_Prompt_: Transcribe the full listing exactly.

_Records provided_:
┏━━

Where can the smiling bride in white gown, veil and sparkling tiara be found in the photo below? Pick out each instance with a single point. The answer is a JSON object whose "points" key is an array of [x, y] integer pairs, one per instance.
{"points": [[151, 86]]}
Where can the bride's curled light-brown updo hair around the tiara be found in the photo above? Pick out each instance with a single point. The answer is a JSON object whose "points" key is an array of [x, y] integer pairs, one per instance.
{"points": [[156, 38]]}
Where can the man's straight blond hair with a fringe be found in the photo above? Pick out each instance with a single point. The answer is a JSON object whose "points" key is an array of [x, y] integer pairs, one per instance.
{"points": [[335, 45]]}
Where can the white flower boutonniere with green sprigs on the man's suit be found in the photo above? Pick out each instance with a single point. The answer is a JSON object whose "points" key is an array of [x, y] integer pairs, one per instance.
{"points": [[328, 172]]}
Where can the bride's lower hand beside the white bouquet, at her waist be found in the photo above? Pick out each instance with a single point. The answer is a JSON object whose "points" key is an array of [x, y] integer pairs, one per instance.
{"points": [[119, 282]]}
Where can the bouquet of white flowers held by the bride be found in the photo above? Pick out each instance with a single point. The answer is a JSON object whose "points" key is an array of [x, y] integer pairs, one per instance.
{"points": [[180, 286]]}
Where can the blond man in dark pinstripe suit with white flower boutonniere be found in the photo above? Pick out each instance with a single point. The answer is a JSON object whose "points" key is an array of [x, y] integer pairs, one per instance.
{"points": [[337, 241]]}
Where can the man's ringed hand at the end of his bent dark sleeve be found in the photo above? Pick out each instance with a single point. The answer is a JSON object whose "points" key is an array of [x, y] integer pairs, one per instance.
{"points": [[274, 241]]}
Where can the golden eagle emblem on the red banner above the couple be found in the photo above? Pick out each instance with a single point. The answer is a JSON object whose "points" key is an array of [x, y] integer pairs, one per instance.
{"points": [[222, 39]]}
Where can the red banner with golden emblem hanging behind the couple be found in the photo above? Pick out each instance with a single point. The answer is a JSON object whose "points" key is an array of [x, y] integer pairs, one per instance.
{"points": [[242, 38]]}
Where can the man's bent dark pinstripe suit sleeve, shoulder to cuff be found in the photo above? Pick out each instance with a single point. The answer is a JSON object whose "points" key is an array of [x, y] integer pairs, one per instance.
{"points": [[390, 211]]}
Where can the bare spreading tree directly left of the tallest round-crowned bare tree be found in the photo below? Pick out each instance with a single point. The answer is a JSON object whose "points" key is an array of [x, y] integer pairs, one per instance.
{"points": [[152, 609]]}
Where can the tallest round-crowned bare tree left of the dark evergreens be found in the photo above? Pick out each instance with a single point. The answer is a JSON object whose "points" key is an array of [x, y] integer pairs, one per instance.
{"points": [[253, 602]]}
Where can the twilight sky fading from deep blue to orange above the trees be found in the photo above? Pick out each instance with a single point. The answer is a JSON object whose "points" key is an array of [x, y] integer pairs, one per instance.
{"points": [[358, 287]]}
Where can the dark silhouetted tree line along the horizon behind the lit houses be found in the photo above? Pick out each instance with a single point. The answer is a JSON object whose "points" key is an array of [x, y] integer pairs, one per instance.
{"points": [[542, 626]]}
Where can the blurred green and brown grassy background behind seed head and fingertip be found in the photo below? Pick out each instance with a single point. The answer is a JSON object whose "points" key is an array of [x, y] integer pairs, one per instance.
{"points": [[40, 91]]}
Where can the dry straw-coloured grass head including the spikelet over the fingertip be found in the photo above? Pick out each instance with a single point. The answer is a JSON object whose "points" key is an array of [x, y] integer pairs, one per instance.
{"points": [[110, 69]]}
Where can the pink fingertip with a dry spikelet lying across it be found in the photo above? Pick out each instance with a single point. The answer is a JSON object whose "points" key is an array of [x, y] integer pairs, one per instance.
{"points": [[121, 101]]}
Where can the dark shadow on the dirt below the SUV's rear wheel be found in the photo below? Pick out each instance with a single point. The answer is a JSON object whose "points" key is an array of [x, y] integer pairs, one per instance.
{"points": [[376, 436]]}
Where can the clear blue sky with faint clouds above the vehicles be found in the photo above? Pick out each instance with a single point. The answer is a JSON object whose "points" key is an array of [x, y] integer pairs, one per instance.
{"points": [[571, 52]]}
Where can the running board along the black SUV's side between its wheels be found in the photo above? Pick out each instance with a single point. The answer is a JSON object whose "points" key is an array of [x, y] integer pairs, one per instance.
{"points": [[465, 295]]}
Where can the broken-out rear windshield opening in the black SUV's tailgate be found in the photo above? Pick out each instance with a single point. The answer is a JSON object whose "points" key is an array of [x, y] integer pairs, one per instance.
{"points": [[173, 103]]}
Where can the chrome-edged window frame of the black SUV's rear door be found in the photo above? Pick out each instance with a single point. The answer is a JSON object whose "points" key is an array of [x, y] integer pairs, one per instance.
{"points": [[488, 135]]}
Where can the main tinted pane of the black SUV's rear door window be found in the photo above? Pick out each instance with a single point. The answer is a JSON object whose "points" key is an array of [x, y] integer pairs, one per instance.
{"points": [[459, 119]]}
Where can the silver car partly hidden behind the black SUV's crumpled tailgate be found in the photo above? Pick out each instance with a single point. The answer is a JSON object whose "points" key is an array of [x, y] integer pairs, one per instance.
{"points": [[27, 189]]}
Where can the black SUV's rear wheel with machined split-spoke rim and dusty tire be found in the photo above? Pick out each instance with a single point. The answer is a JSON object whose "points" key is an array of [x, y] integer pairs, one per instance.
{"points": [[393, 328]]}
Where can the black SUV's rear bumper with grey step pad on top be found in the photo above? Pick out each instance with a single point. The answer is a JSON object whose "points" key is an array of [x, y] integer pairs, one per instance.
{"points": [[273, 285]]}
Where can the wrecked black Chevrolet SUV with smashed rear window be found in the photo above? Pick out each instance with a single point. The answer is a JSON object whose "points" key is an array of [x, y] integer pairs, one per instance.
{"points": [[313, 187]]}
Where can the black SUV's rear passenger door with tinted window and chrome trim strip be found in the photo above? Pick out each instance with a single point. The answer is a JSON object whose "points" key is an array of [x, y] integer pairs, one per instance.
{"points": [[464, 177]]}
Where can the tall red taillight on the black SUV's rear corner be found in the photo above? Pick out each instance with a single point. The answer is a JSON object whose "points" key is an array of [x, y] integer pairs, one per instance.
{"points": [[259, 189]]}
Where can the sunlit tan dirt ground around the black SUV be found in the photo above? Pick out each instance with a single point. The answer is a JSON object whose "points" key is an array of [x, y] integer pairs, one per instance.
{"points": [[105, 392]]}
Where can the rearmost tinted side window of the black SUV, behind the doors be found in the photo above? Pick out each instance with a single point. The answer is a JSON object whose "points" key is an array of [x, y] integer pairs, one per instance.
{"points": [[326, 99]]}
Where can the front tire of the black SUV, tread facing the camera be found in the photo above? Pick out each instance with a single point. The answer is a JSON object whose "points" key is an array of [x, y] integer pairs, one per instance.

┗━━

_Response to the exercise_:
Where can the smiling bride in white gown, veil and sparkling tiara be found in the photo below? Pick out each instance with a single point. The answer is a JSON object whose "points" key is an array of [x, y] integer pairs, one per instance.
{"points": [[151, 86]]}
Where can the bride's curled light-brown updo hair around the tiara be found in the photo above? Pick out each instance with a single point. The answer is a JSON object whose "points" key is an array of [x, y] integer pairs, one per instance.
{"points": [[156, 38]]}
Where can the man's straight blond hair with a fringe be found in the photo above? Pick out each instance with a single point. The answer is a JSON object whose "points" key is an array of [x, y] integer pairs, one per instance.
{"points": [[335, 45]]}
Where can the white flower boutonniere with green sprigs on the man's suit be found in the photo above? Pick out each instance with a single point. The answer is a JSON object whose "points" key is an array of [x, y] integer pairs, one per instance.
{"points": [[328, 172]]}
Where can the bride's lower hand beside the white bouquet, at her waist be found in the photo above? Pick out each instance with a single point. The answer is a JSON object whose "points" key is an array of [x, y] integer pairs, one per instance.
{"points": [[119, 282]]}
Where can the bouquet of white flowers held by the bride be found in the photo above? Pick out each instance with a single point. The answer is a JSON object whose "points" key is an array of [x, y] integer pairs, one per instance.
{"points": [[180, 286]]}
Where can the blond man in dark pinstripe suit with white flower boutonniere be found in the photo above? Pick out each instance with a single point. The answer is a JSON object whose "points" key is an array of [x, y] integer pairs, one per instance.
{"points": [[337, 241]]}
Where can the man's ringed hand at the end of his bent dark sleeve be found in the photo above? Pick out each instance with a single point. The answer is a JSON object whose "points" key is an array of [x, y] integer pairs, one per instance.
{"points": [[274, 241]]}
Where can the golden eagle emblem on the red banner above the couple be found in the photo above? Pick out each instance with a single point. The answer is a JSON object whose "points" key is an array of [x, y] integer pairs, one per instance.
{"points": [[222, 39]]}
Where can the red banner with golden emblem hanging behind the couple be found in the photo above? Pick out each instance with a single point. The answer is a JSON object whose "points" key is an array of [x, y] integer pairs, one per instance.
{"points": [[242, 38]]}
Where can the man's bent dark pinstripe suit sleeve, shoulder to cuff be found in the photo above? Pick out each instance with a single point. The answer is a JSON object whose "points" key is an array of [x, y] integer pairs, one per instance.
{"points": [[390, 211]]}
Where can the bare spreading tree directly left of the tallest round-crowned bare tree be found in the photo below? Pick out each instance with a single point. The answer is a JSON object whose "points" key is an array of [x, y] integer pairs, one per instance.
{"points": [[152, 609]]}
Where can the tallest round-crowned bare tree left of the dark evergreens be found in the photo above? Pick out each instance with a single point. The answer is a JSON object whose "points" key is an array of [x, y] integer pairs, one per instance.
{"points": [[253, 602]]}
Where can the twilight sky fading from deep blue to orange above the trees be found in the photo above? Pick out each instance with a single point. The answer is a JSON object whose "points" key is an array of [x, y] integer pairs, one per instance.
{"points": [[358, 287]]}
Where can the dark silhouetted tree line along the horizon behind the lit houses be found in the photo above? Pick out each instance with a single point. The answer is a JSON object whose "points" key is an array of [x, y] integer pairs, one per instance.
{"points": [[542, 626]]}
Where can the blurred green and brown grassy background behind seed head and fingertip be found in the photo below? Pick out each instance with a single point. The answer is a JSON object whose "points" key is an array of [x, y] integer pairs, one per instance.
{"points": [[40, 91]]}
Where can the dry straw-coloured grass head including the spikelet over the fingertip be found in the photo above? Pick out each instance with a single point. The answer is a JSON object whose "points" key is an array of [x, y] integer pairs, one per instance.
{"points": [[110, 69]]}
Where can the pink fingertip with a dry spikelet lying across it be found in the photo above? Pick out each instance with a single point. The answer is a JSON object whose "points" key is an array of [x, y] integer pairs, one per instance.
{"points": [[121, 101]]}
Where can the dark shadow on the dirt below the SUV's rear wheel be found in the photo below? Pick out each instance with a single point. The answer is a JSON object whose "points" key is an array of [x, y] integer pairs, one per instance.
{"points": [[376, 436]]}
Where can the clear blue sky with faint clouds above the vehicles be found in the photo above? Pick out each instance with a single point. The answer is a JSON object whose "points" key is an array of [x, y] integer pairs, one per instance.
{"points": [[571, 52]]}
Where can the running board along the black SUV's side between its wheels be found in the photo above? Pick out each instance with a single point. The answer is a JSON object whose "points" key is an array of [x, y] integer pairs, one per instance.
{"points": [[465, 295]]}
Where can the broken-out rear windshield opening in the black SUV's tailgate be found in the photo above? Pick out each instance with a single point. The answer is a JSON object whose "points" key is an array of [x, y] integer pairs, one per instance.
{"points": [[173, 103]]}
Where can the chrome-edged window frame of the black SUV's rear door be found in the photo above? Pick out each instance with a single point. The answer is a JSON object whose "points" key is an array of [x, y] integer pairs, one per instance.
{"points": [[488, 135]]}
Where can the main tinted pane of the black SUV's rear door window be found in the photo above? Pick out each instance with a single point. The answer is a JSON object whose "points" key is an array of [x, y] integer pairs, one per instance.
{"points": [[459, 119]]}
Where can the silver car partly hidden behind the black SUV's crumpled tailgate be found in the photo above? Pick out each instance with a single point. The answer is a JSON object whose "points" key is an array of [x, y] integer pairs, one per instance.
{"points": [[27, 189]]}
Where can the black SUV's rear wheel with machined split-spoke rim and dusty tire be found in the photo above? Pick out each instance with a single point. The answer is a JSON object whose "points" key is an array of [x, y] integer pairs, one per instance.
{"points": [[393, 328]]}
Where can the black SUV's rear bumper with grey step pad on top be found in the photo above? Pick out each instance with a single point. The answer is a JSON object whose "points" key is an array of [x, y] integer pairs, one per instance.
{"points": [[273, 285]]}
Where can the wrecked black Chevrolet SUV with smashed rear window be found in the photo above? Pick out each instance with a single point. The answer is a JSON object whose "points" key is an array of [x, y] integer pairs, one per instance.
{"points": [[313, 187]]}
Where can the black SUV's rear passenger door with tinted window and chrome trim strip be found in the photo above? Pick out each instance with a single point. The answer is a JSON object whose "points" key is an array of [x, y] integer pairs, one per instance.
{"points": [[464, 177]]}
Where can the tall red taillight on the black SUV's rear corner be found in the photo above? Pick out each instance with a single point. The answer is a JSON object whose "points" key is an array of [x, y] integer pairs, one per instance.
{"points": [[259, 189]]}
Where can the sunlit tan dirt ground around the black SUV be found in the photo above? Pick out each instance with a single point. The answer is a JSON object whose "points" key is an array of [x, y] integer pairs, one per instance.
{"points": [[105, 392]]}
Where can the rearmost tinted side window of the black SUV, behind the doors be found in the photo above? Pick out each instance with a single point. The answer is a JSON object whose "points" key is an array of [x, y] integer pairs, one per instance.
{"points": [[326, 99]]}
Where can the front tire of the black SUV, tread facing the camera be found in the photo above? Pick out each instance with a single point. The answer is a JSON object whose "points" key is an array of [x, y] integer pairs, one per instance.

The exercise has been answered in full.